Chamei de marco zero da informação porque até então eu vivia com as informações dos malefícios do açúcar disseminadas nos veículos de comunicação por todos os tempos e, por último, pelas redes sociais. Informações superficiais e administráveis, enquanto inserida nessa engrenagem de mercado. Olhando agora, absurdas sob o ponto de vista da frase de Jiddu Krishnamurti: “Não é sinal de saúde estar bem adaptado a uma sociedade doente”. É de outro mundo tomarmos certos absurdos como normalidade. Assim como achamos normal sermos assaltados, achamos normal comermos alimentos envenenados etc.

• [Problema] Traduza para o inglês esta frase do texto fornecido: "É de outro mundo tomarmos certos absurdos como normalidade."

• [Informações registradas]
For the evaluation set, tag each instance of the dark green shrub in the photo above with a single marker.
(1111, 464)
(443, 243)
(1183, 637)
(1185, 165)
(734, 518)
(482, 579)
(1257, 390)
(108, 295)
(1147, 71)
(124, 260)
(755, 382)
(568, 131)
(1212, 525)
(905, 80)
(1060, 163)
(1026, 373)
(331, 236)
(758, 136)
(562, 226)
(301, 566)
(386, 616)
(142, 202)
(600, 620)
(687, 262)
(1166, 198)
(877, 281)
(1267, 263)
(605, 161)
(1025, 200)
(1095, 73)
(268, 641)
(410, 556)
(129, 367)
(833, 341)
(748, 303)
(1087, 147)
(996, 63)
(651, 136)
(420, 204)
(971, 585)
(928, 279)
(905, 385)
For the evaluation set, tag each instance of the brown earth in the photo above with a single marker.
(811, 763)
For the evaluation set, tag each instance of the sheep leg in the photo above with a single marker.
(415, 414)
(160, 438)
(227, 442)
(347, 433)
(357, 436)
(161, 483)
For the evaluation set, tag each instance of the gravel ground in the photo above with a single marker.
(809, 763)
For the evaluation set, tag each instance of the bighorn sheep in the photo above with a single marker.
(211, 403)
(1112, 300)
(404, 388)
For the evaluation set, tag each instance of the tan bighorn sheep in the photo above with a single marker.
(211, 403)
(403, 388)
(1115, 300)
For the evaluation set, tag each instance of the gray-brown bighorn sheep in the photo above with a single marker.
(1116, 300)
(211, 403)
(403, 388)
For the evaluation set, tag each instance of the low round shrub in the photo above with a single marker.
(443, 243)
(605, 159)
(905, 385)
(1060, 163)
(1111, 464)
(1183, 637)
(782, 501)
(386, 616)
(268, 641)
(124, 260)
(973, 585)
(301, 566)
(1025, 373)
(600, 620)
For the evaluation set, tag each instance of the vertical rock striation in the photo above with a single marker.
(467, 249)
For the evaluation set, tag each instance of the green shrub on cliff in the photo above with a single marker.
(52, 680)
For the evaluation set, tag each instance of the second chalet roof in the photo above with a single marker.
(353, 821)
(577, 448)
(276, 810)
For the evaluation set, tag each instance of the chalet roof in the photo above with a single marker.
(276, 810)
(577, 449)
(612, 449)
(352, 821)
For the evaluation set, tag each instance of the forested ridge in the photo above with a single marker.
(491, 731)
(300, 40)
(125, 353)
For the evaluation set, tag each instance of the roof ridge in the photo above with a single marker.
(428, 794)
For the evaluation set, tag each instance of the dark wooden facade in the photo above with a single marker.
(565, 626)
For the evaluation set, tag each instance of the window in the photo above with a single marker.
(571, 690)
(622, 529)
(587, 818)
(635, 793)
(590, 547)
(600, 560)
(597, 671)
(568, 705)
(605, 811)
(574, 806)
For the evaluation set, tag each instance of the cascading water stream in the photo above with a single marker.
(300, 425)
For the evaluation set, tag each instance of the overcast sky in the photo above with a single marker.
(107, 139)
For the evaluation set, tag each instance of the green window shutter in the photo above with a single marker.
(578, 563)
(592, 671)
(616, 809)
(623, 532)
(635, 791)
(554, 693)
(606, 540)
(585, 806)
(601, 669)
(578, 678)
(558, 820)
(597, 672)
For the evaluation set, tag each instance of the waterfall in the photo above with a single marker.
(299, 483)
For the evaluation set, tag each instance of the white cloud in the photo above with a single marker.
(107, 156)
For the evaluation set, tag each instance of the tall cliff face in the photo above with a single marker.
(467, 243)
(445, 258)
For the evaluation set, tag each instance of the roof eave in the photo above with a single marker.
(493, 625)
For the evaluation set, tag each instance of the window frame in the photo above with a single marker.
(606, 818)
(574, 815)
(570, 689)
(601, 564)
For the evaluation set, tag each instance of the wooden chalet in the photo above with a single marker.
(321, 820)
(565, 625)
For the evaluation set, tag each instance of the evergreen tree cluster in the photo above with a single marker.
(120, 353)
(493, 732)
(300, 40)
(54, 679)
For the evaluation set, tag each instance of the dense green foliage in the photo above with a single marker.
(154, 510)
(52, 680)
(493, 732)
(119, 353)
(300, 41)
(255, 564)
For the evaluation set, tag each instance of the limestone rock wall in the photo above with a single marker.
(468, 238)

• [Sua resposta] It is beyond belief that we take certain absurdities as normal.